TASK OBJECTIVE: Word by word and line by line, write out all of the records.

SUPPLIED MATERIAL:

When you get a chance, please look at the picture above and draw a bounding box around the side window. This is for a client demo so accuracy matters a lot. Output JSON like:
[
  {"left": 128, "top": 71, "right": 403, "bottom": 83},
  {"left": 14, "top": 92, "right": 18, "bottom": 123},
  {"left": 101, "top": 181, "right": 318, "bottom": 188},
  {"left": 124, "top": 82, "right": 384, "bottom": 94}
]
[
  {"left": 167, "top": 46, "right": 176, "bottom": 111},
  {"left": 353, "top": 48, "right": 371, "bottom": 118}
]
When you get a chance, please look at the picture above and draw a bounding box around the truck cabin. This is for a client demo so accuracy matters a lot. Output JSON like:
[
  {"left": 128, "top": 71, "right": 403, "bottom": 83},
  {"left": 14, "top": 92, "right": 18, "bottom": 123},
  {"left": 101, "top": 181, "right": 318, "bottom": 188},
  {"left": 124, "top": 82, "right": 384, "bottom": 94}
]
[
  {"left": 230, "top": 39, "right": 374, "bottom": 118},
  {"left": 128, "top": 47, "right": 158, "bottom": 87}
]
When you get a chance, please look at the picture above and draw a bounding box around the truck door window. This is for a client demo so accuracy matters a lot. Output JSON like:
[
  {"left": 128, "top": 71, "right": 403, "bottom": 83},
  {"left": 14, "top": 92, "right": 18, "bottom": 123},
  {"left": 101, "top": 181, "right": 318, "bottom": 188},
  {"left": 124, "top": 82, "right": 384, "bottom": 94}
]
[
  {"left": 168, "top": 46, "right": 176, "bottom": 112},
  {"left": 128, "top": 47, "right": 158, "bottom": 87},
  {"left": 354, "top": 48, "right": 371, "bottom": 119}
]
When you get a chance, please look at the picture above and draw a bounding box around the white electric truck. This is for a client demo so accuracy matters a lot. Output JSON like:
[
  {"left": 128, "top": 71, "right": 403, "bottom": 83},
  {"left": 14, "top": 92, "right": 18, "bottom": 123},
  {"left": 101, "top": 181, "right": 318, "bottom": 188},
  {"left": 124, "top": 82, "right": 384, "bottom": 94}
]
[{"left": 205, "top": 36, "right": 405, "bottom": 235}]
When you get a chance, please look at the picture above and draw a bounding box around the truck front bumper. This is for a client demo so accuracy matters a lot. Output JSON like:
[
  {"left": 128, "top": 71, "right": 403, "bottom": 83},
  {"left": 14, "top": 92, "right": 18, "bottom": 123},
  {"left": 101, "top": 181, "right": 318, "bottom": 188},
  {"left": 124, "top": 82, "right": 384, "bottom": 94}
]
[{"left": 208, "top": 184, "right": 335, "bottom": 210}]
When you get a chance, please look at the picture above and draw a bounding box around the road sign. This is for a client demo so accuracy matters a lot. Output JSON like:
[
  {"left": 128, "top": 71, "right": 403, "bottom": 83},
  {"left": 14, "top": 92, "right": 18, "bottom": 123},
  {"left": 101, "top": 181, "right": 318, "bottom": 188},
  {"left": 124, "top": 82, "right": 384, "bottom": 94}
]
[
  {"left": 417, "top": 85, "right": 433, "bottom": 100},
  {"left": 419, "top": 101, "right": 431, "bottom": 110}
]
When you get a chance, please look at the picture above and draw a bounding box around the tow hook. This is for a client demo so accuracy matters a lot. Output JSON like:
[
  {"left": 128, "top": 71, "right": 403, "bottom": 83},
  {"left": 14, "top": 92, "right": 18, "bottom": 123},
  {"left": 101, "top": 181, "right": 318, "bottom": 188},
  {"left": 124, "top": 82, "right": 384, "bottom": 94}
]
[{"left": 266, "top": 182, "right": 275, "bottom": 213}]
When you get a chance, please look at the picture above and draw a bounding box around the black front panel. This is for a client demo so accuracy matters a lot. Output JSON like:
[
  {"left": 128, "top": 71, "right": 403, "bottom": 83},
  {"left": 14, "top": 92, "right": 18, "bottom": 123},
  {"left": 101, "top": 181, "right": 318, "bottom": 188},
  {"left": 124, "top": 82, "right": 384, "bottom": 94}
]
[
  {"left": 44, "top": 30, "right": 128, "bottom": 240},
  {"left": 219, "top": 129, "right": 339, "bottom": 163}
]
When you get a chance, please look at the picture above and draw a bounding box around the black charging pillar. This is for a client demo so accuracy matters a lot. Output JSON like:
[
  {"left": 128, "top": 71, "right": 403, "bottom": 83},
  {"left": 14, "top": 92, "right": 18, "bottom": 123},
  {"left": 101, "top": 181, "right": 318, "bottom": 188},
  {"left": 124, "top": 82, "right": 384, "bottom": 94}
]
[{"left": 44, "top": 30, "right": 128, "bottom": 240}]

EXPECTED ANSWER:
When you get a chance, please look at the picture above and draw a bounding box around the side window. This is for a client demo so accuracy matters a lot. Output JSON like:
[
  {"left": 128, "top": 71, "right": 403, "bottom": 83},
  {"left": 14, "top": 92, "right": 18, "bottom": 123},
  {"left": 101, "top": 181, "right": 318, "bottom": 188},
  {"left": 124, "top": 82, "right": 384, "bottom": 94}
]
[
  {"left": 167, "top": 46, "right": 176, "bottom": 111},
  {"left": 353, "top": 48, "right": 371, "bottom": 118}
]
When you get a chance, please look at the picture above and draw a bounding box around the truck cabin. This is for a client demo so accuracy matters a lot. Output JSON like:
[
  {"left": 128, "top": 71, "right": 403, "bottom": 83},
  {"left": 14, "top": 92, "right": 18, "bottom": 123},
  {"left": 101, "top": 181, "right": 318, "bottom": 188},
  {"left": 124, "top": 82, "right": 384, "bottom": 94}
]
[
  {"left": 230, "top": 39, "right": 374, "bottom": 118},
  {"left": 128, "top": 47, "right": 158, "bottom": 87}
]
When you get a chance, please look at the picture above and draw a bounding box around the truck door window. This is for a client demo so accuracy matters a lot. Output JSON like:
[
  {"left": 128, "top": 71, "right": 403, "bottom": 83},
  {"left": 14, "top": 92, "right": 18, "bottom": 123},
  {"left": 101, "top": 181, "right": 318, "bottom": 188},
  {"left": 124, "top": 82, "right": 384, "bottom": 94}
]
[
  {"left": 168, "top": 46, "right": 176, "bottom": 112},
  {"left": 128, "top": 47, "right": 158, "bottom": 87},
  {"left": 354, "top": 48, "right": 371, "bottom": 119}
]
When you get a chance, please look at the picture above and draw a bounding box around the white electric truck. This is for a client demo so accuracy matters a lot. Output JSON like:
[
  {"left": 128, "top": 71, "right": 403, "bottom": 83},
  {"left": 14, "top": 92, "right": 18, "bottom": 123},
  {"left": 101, "top": 181, "right": 318, "bottom": 188},
  {"left": 124, "top": 82, "right": 384, "bottom": 94}
]
[{"left": 205, "top": 36, "right": 405, "bottom": 235}]
When you get a chance, please look at the picture above and draw a bounding box around the truck front bumper. This is for a client demo so accuracy matters a lot. Output JSON like:
[
  {"left": 128, "top": 71, "right": 403, "bottom": 83},
  {"left": 14, "top": 92, "right": 18, "bottom": 123},
  {"left": 101, "top": 181, "right": 318, "bottom": 188},
  {"left": 124, "top": 82, "right": 384, "bottom": 94}
]
[{"left": 208, "top": 184, "right": 335, "bottom": 210}]
When you get a chance, please look at the picture above and draw a bounding box around the road sign. This is for a client demo so accuracy matters a lot. Output JSON like:
[
  {"left": 128, "top": 71, "right": 403, "bottom": 83},
  {"left": 14, "top": 92, "right": 18, "bottom": 123},
  {"left": 101, "top": 181, "right": 318, "bottom": 188},
  {"left": 124, "top": 82, "right": 384, "bottom": 94}
]
[
  {"left": 417, "top": 85, "right": 433, "bottom": 100},
  {"left": 419, "top": 101, "right": 431, "bottom": 110}
]
When you get a chance, please look at the picture above and draw a bounding box around the tow hook. This is for a client demo so accuracy matters a lot. Output JSON like:
[
  {"left": 128, "top": 71, "right": 403, "bottom": 83},
  {"left": 14, "top": 92, "right": 18, "bottom": 123},
  {"left": 101, "top": 181, "right": 318, "bottom": 188},
  {"left": 124, "top": 82, "right": 384, "bottom": 94}
]
[{"left": 266, "top": 182, "right": 275, "bottom": 213}]
When you get a chance, please look at the picture above and draw a bounding box around the black front panel. This is for a client demo so accuracy matters a lot. Output JSON like:
[
  {"left": 128, "top": 71, "right": 403, "bottom": 83},
  {"left": 14, "top": 92, "right": 18, "bottom": 123},
  {"left": 101, "top": 181, "right": 318, "bottom": 188},
  {"left": 124, "top": 82, "right": 384, "bottom": 94}
]
[
  {"left": 44, "top": 30, "right": 128, "bottom": 240},
  {"left": 219, "top": 129, "right": 339, "bottom": 163}
]
When you get a chance, please look at the picture above and draw a bounding box around the black charging pillar. This is for a client demo so accuracy matters a lot. Output JSON like:
[
  {"left": 128, "top": 71, "right": 403, "bottom": 83},
  {"left": 14, "top": 92, "right": 18, "bottom": 123},
  {"left": 101, "top": 181, "right": 318, "bottom": 188},
  {"left": 124, "top": 82, "right": 384, "bottom": 94}
]
[{"left": 44, "top": 30, "right": 128, "bottom": 240}]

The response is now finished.